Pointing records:

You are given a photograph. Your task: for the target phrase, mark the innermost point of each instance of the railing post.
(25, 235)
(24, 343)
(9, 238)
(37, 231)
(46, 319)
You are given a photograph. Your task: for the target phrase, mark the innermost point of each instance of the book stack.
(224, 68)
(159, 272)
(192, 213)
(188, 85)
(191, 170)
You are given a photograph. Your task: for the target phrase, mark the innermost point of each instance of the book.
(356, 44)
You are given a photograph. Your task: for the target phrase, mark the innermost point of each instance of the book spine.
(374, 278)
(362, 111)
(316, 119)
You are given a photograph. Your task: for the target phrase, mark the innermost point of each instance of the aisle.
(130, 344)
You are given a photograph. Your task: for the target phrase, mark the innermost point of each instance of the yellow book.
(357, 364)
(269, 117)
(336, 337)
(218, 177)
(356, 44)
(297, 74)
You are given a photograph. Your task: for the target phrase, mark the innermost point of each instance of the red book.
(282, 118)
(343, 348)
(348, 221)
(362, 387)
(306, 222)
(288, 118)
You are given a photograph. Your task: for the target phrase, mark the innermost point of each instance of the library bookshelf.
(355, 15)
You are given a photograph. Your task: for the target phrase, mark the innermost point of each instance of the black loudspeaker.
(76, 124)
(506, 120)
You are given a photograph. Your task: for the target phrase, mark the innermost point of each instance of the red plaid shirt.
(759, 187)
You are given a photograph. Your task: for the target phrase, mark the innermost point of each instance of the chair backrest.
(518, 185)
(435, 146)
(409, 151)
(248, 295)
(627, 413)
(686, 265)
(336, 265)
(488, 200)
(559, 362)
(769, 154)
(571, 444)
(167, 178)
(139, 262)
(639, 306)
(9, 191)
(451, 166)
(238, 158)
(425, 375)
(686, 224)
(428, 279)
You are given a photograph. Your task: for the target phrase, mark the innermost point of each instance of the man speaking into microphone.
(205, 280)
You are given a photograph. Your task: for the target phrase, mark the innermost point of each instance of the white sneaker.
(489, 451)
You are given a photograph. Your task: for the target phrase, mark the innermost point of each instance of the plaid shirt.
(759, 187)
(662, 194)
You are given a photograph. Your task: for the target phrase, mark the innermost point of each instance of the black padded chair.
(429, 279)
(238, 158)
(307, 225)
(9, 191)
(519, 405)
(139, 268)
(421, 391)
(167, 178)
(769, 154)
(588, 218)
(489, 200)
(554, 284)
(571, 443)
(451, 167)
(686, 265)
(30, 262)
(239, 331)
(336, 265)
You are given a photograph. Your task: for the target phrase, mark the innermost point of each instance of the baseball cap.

Exercise requirements: All lines from the one that contains "speaking into microphone." through the end of the material are to be quoted exactly, with both ends included.

Correct output:
You are given a photograph. Your task: for the target phrase, mark the innermost point of each instance of the man speaking into microphone.
(205, 280)
You are given a photograph. Your task: for the target phrase, mark the innermost point of each instance of the white sneaker.
(489, 451)
You are given a photograph. Your task: for the target phrase, mark the innermost point of each instance of the plaid shirt.
(759, 187)
(662, 194)
You are given a photograph. Your task: for the target phrase, mark the innermost point of each instance of the black padded chair.
(429, 279)
(238, 158)
(307, 225)
(9, 191)
(519, 405)
(139, 268)
(421, 391)
(167, 178)
(769, 154)
(588, 218)
(489, 200)
(554, 284)
(571, 443)
(451, 167)
(686, 265)
(30, 262)
(239, 331)
(336, 265)
You are given a photograph. Your task: for the target phrase, mark the innermost point of each instance of the baseball cap.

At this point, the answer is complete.